Exercise aim: Locate each line of the listing below that contains the word "coastal" and copy those lines out in full.

━━━

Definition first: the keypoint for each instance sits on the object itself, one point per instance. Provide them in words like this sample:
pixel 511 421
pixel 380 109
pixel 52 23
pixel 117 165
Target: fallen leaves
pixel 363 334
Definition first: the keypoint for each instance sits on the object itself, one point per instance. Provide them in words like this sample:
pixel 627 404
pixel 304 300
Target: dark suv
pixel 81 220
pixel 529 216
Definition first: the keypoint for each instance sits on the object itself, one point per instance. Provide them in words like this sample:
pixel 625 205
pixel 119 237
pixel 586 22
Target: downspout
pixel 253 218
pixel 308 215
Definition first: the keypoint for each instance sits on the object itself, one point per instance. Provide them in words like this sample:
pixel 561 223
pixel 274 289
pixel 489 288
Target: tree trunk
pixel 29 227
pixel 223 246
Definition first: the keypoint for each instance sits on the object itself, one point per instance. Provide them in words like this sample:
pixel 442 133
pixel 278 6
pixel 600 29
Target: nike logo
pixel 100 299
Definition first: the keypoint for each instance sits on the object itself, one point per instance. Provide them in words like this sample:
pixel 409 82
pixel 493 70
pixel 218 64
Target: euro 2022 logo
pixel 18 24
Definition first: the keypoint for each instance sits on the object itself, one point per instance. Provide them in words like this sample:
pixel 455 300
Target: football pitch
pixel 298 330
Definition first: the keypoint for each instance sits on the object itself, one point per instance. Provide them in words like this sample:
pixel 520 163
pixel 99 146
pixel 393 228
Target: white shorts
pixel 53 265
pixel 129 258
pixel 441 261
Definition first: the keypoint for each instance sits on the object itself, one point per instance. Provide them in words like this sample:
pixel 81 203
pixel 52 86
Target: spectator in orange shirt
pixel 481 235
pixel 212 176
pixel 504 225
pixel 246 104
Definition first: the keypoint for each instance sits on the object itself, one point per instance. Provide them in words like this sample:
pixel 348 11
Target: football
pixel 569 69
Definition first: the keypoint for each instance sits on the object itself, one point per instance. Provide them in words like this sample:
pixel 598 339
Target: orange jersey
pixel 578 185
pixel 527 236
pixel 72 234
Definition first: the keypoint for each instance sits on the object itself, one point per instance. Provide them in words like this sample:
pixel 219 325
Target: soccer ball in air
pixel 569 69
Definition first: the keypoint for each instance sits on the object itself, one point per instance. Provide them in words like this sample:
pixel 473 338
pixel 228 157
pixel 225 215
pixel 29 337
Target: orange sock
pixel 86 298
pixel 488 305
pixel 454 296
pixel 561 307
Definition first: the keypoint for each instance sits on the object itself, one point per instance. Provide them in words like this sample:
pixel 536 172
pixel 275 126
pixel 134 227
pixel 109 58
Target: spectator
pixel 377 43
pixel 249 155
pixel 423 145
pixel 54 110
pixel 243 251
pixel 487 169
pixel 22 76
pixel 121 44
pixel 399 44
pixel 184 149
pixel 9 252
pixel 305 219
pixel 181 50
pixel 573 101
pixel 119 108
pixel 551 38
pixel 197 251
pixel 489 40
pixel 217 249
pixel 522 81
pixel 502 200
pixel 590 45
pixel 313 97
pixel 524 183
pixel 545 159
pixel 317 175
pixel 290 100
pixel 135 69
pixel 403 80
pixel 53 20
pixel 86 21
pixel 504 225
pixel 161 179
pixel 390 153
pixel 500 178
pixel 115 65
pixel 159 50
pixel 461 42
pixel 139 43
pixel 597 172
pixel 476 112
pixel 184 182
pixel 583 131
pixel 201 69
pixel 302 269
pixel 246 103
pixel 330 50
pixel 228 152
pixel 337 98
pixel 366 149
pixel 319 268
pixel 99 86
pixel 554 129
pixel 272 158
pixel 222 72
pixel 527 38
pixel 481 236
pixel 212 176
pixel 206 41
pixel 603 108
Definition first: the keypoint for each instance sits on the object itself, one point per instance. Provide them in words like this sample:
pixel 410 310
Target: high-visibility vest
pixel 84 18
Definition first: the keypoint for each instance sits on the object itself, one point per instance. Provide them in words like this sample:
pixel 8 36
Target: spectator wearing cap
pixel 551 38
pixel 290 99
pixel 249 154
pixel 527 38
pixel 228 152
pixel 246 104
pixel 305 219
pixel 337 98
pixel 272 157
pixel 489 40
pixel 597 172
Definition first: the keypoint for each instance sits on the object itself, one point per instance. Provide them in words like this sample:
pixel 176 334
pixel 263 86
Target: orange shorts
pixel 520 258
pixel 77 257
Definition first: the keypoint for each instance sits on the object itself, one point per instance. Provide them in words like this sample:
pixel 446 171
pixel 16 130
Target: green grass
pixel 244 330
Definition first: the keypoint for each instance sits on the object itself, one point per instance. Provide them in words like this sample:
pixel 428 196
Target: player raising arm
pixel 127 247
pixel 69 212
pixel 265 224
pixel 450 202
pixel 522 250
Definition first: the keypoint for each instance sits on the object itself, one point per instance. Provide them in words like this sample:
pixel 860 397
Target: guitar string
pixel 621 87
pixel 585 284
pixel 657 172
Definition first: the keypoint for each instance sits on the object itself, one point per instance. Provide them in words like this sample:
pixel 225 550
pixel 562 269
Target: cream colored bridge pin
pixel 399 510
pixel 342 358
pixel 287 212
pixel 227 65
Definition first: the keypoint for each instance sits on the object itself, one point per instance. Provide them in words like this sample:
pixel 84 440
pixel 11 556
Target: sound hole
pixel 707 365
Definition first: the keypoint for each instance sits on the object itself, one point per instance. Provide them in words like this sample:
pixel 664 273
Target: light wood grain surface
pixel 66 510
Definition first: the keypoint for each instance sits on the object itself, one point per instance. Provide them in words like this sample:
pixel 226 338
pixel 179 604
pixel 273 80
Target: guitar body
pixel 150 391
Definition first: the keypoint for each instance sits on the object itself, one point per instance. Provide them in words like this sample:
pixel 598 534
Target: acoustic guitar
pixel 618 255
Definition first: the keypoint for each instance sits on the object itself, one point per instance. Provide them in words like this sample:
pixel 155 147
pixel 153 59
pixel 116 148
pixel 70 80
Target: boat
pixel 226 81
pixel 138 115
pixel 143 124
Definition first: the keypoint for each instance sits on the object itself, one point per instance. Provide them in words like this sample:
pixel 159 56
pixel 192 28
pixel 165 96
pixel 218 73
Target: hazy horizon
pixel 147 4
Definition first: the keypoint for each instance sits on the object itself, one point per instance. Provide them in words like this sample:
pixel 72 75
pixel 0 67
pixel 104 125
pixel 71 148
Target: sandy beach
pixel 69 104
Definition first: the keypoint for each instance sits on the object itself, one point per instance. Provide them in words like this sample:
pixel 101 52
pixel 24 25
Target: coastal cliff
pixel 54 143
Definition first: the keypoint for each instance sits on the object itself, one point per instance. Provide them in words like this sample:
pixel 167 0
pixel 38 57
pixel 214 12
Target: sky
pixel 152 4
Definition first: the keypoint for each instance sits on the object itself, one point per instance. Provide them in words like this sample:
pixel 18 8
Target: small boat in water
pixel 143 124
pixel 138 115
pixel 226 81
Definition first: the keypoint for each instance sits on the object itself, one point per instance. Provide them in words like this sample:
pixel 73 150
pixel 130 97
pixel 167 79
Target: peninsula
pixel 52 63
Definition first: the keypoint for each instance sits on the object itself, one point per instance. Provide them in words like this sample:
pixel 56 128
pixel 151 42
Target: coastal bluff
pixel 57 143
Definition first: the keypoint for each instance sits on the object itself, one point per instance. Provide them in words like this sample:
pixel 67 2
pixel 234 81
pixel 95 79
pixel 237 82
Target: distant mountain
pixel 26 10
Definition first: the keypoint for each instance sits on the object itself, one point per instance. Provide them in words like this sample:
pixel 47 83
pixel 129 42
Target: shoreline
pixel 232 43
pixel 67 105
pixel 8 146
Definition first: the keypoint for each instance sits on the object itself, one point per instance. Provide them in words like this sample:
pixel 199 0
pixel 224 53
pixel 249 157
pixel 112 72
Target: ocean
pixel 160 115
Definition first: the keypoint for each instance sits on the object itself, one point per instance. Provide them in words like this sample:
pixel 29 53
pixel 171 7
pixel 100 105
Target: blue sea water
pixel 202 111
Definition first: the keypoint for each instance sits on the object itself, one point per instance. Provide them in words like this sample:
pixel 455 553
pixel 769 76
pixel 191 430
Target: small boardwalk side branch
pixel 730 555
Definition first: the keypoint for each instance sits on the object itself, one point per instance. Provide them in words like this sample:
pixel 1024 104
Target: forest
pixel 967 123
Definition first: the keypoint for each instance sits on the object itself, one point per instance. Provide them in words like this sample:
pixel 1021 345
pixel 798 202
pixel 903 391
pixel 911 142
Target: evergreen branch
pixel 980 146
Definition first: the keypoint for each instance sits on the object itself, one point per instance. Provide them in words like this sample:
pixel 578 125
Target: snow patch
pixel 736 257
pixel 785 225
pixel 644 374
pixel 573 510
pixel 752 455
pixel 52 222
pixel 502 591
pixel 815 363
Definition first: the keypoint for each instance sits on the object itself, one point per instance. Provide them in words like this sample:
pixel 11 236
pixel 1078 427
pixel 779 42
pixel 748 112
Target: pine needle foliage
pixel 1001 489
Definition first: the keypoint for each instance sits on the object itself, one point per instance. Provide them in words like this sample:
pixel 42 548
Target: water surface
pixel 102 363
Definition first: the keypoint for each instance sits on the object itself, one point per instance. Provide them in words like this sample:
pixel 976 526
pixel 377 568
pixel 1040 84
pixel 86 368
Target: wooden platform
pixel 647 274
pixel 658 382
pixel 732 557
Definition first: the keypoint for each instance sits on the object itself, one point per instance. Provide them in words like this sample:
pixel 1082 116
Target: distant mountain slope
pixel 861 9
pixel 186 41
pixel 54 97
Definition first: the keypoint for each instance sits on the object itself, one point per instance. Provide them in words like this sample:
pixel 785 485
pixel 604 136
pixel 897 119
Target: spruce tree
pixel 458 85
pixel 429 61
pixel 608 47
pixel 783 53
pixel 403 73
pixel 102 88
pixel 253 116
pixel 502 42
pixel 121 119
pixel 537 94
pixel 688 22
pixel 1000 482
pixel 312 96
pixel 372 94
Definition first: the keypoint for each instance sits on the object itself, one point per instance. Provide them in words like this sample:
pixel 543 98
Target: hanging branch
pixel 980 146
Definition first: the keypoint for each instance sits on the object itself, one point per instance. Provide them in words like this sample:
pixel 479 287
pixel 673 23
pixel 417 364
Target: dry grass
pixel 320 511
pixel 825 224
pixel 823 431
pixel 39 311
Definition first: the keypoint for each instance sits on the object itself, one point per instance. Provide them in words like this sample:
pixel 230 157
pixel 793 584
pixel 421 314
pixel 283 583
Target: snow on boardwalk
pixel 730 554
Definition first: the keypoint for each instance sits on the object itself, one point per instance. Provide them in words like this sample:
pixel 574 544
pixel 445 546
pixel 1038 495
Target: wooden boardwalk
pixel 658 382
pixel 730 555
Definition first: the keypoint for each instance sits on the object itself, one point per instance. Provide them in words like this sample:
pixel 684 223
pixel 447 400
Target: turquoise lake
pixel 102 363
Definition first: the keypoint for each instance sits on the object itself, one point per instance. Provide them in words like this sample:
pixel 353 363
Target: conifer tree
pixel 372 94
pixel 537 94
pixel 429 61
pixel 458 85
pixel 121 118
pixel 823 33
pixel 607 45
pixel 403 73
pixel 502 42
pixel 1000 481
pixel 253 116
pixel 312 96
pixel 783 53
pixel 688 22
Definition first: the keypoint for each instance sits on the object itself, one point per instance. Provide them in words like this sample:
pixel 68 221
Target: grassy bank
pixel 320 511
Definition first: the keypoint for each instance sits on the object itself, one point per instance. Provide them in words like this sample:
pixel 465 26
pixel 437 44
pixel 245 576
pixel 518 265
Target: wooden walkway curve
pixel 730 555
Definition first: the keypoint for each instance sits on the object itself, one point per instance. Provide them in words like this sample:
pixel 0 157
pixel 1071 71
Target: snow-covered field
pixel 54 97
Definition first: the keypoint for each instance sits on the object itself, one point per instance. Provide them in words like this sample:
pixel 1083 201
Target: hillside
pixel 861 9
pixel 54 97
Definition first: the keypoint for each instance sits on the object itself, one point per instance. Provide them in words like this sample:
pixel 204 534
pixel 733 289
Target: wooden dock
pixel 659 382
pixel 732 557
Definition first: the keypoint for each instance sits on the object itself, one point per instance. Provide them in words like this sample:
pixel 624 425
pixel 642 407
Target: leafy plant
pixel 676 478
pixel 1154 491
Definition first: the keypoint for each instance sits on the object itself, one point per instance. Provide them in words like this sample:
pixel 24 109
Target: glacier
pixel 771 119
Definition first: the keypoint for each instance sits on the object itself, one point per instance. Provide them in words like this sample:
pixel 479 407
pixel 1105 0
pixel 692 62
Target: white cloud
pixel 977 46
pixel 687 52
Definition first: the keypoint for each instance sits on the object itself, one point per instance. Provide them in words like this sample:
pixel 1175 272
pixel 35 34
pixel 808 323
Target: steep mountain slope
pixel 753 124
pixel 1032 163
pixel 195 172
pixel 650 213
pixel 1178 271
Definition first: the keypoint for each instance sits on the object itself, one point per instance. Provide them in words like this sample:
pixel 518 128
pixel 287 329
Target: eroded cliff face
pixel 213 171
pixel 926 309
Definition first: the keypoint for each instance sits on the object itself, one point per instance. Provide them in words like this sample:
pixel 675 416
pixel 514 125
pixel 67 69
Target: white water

━━━

Exercise solution:
Target: coastal cliff
Target: coastal bluff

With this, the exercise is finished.